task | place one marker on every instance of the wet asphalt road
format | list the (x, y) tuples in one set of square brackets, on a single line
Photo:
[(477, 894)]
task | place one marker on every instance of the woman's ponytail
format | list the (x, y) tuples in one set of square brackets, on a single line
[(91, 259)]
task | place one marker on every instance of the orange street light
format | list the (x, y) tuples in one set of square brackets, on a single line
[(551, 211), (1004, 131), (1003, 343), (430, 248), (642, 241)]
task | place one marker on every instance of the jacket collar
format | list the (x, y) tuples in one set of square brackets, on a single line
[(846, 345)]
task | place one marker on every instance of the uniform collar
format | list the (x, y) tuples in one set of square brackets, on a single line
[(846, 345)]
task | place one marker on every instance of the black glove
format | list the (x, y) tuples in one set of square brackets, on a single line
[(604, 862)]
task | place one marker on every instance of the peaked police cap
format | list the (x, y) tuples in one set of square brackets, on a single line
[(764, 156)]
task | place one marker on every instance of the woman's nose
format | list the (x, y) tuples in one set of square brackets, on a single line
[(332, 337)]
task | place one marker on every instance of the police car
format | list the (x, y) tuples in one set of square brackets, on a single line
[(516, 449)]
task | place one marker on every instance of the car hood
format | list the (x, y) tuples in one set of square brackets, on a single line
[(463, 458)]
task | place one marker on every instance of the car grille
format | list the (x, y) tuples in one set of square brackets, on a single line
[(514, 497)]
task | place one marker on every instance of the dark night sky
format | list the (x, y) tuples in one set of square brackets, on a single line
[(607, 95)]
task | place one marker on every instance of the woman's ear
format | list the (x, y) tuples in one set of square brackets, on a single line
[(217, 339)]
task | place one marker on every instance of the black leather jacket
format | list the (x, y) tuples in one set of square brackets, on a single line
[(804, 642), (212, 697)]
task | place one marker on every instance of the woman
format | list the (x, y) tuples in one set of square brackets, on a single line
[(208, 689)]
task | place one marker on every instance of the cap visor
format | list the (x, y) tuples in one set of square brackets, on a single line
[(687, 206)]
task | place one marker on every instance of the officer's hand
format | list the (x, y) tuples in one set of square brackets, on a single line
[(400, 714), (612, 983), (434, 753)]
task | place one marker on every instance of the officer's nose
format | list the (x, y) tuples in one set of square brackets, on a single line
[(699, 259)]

_WHAT YOU ARE ASKED TO DO_: Extract every line of the records above and reproduce each one unchanged, in its original order.

_THE RESPONSE_:
task | place one marker on every instance of the wet asphalt road
format | list the (x, y) tuples in one set of square brackets, on a single line
Photo:
[(477, 894)]
task | place one marker on every instance of the woman's ponytail
format | list the (x, y) tuples in one set of square brackets, on a single line
[(91, 259)]
task | place one marker on every instance of the orange street light
format | list the (x, y) tuples in one set of square brackets, on a single line
[(551, 211), (1004, 131), (1003, 343), (430, 248), (642, 241)]
task | place one marker on every instance of the jacket collar
format | list the (x, y) tuples in one set of square brackets, on a single line
[(846, 345)]
task | place one marker on every instance of the uniform collar
format | list the (x, y) tuples in one set of square brackets, on a single line
[(846, 345)]
task | place one marker on every instance of the black glove
format | list the (x, y) tuples in one set of square brackets, on a single line
[(604, 862)]
task | place one marker on every instance of the peaked police cap
format | list the (x, y) tuples in one set of square brackets, on a single line
[(764, 156)]
task | place one marker on every instance of the woman's nose
format | list the (x, y) tuples in one set of square brackets, on a single line
[(332, 337)]
task | place one marker on every instance of the police car
format | list the (x, y) tuples in one set of square brackets, on a single line
[(516, 449)]
task | place one marker on every instance of the car hood
format | list the (x, y) tuples in one set of square brackets, on a single line
[(463, 458)]
task | place one marker on every instance of the car grille
format | list the (x, y) tuples in one set of square brackets, on a single line
[(514, 497)]
task | place one marker on every instance of the dark night sky
format | list the (x, y) tuples in one set of square brackets, on a single line
[(607, 95)]
task | place one marker on every instance of the woman's ear
format | list the (x, y) tuples in one set of square brackets, on a single line
[(217, 339)]
task | place one marker on every instance of the black leather jacket
format | list the (x, y) tuples in one set of square brackets, on a single line
[(804, 642), (212, 697)]
task | place one marker on every instance of the woman
format | list the (x, y) tuples in one set of square brackets, on a single line
[(208, 689)]
task | place one marker on every instance of the cap visor
format | list the (x, y) tuples in one set of square brackets, on a single line
[(687, 206)]
task | place one marker on every instance of the officer's hand
format | list the (x, y) tuples in one set of square brackets, on a single line
[(400, 714), (612, 983), (434, 753)]
task | place one marker on every instance of the officer's nose
format | list the (x, y) tuples in one set of square brackets, on a single line
[(699, 259)]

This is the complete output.